» **AIM**:
Please reproduce the material below word for word, omitting any picture.

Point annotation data
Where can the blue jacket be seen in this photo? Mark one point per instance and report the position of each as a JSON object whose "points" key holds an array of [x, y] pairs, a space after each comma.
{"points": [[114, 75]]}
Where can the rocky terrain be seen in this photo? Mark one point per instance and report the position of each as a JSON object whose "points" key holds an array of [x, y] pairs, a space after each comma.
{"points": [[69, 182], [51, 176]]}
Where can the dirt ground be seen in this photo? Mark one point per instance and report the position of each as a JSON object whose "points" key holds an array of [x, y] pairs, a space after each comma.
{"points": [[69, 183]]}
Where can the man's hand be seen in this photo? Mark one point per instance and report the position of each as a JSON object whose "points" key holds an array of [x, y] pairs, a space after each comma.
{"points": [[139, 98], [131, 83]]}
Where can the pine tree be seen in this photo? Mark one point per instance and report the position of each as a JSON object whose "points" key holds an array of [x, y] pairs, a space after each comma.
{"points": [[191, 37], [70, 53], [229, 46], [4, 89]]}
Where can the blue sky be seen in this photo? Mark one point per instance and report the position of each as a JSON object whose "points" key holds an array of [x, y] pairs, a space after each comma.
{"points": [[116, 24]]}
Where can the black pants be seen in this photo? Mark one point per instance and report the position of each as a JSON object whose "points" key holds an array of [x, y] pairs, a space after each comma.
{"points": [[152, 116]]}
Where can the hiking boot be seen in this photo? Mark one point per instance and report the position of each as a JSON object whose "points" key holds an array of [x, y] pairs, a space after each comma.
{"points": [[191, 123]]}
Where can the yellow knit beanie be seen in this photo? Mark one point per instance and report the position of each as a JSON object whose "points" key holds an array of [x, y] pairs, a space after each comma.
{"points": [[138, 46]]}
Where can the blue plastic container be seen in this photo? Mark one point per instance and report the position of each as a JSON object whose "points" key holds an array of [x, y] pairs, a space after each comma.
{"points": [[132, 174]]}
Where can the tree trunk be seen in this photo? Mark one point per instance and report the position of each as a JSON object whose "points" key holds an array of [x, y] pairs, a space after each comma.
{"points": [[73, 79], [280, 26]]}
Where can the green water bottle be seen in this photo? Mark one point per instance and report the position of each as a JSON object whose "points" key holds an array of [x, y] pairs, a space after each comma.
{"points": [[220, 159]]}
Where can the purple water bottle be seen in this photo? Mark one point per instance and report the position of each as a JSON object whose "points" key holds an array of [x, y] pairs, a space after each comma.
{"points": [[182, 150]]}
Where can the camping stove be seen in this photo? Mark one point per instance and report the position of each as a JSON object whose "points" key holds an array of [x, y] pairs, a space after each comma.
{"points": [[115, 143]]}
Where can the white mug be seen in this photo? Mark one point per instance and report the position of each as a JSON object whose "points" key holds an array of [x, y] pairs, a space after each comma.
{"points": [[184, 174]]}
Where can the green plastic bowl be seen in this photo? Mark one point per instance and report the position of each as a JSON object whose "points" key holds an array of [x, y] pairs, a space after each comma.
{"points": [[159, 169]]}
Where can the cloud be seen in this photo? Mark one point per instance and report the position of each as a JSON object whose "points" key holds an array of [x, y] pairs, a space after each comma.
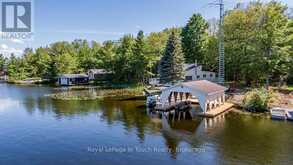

» **SOLUTION TO THIS PROBLEM**:
Where can the blue jacket be seen in this photo? Mark one point per instance and report the position of each as a JSON object whose "points" key holds an array of [x, y] pairs, a space after each comma.
{"points": [[114, 75]]}
Where can the rocky terrain be seen in this photo? Mark one point per instance and report the position of each as a JSON object whose "points" key holds an array of [x, y] pairs, a space after each comma.
{"points": [[69, 182], [51, 176]]}
Where can the dirt ground be seen in this photo? Mark one point per instance and report the position of each as a JSON object whose "points" key holds an array of [x, y] pairs, a space after each comma.
{"points": [[69, 183]]}
Where can the man's hand be seen in this photo? Mark one point per instance and report the position of each as a JSON object whose "points" key holds an array of [x, y] pairs, a space after each comma.
{"points": [[139, 98], [131, 83]]}
Where can the pine tree be seen in this photo? Mark one point per instance and report the position of each as a JSON object whose "points" key holds an array of [x, y] pairs, a space after each comma.
{"points": [[191, 37], [70, 53], [229, 46], [4, 89]]}
Where can the blue sky be seen in this photo? Mark one point per instance and report the position of each as a JSON object whose "points" key holds an array of [x, y] pairs, a space after each comma.
{"points": [[116, 24]]}
Where can the black pants be seen in this photo? Mark one point per instance and report the position of each as a JSON object whose "points" key holds an array of [x, y] pairs, a space after each comma.
{"points": [[152, 116]]}
Where can the hiking boot be seen in this photo? Mark one point per instance and report the position of each as a JSON object whose "points" key holds an array of [x, y] pairs, a space after each comma.
{"points": [[191, 123]]}
Where can the yellow knit beanie be seen in this photo? Mark one point per instance and report the position of each as a JSON object whose "points" key holds an array of [x, y] pairs, a space after each comma.
{"points": [[138, 46]]}
Where can the blue plastic container be seen in this photo? Mark one point per instance and report the position of each as a JSON object whose "points" key holds an array of [x, y] pairs, a space after each comma.
{"points": [[132, 174]]}
Where can the tree trunk be seen in this photo? Mark one point per instance and report the position of each as a JSON object whose "points" key holds an array of [x, y] pairs, a space after each comma.
{"points": [[73, 79], [280, 26]]}
Where can the green water bottle be seen in this photo? Mark one point per instance and report the position of each as a JSON object whose "points" key holds an array of [x, y] pairs, a space after each comma.
{"points": [[220, 159]]}
Where can the purple water bottle be seen in this photo? Mark one point per instance and report the position of each as a JSON object whose "points" key holds an array of [x, y] pairs, a space after each comma.
{"points": [[182, 150]]}
Where can the camping stove be seen in this photo? Mark one point per instance and report the position of each as a JSON object whose "points" key holds an array of [x, y] pairs, a space after each comma.
{"points": [[115, 143]]}
Where can the white mug be seen in this photo? Mark one point per instance and report the position of each as a JSON object whose "points" key holds an array of [x, y] pairs, a space after each comma.
{"points": [[184, 174]]}
Where can the green plastic bowl be seen in this photo? Mark one point per instance and report the position of each as a JSON object whose "points" key holds an array of [x, y] pairs, a space after each comma.
{"points": [[159, 169]]}
Where can the cloud be seen in this photo? Mark one point per instance and report the position of each as a JSON object whose "points" key holds an array of [x, y] pairs, a space after each comma.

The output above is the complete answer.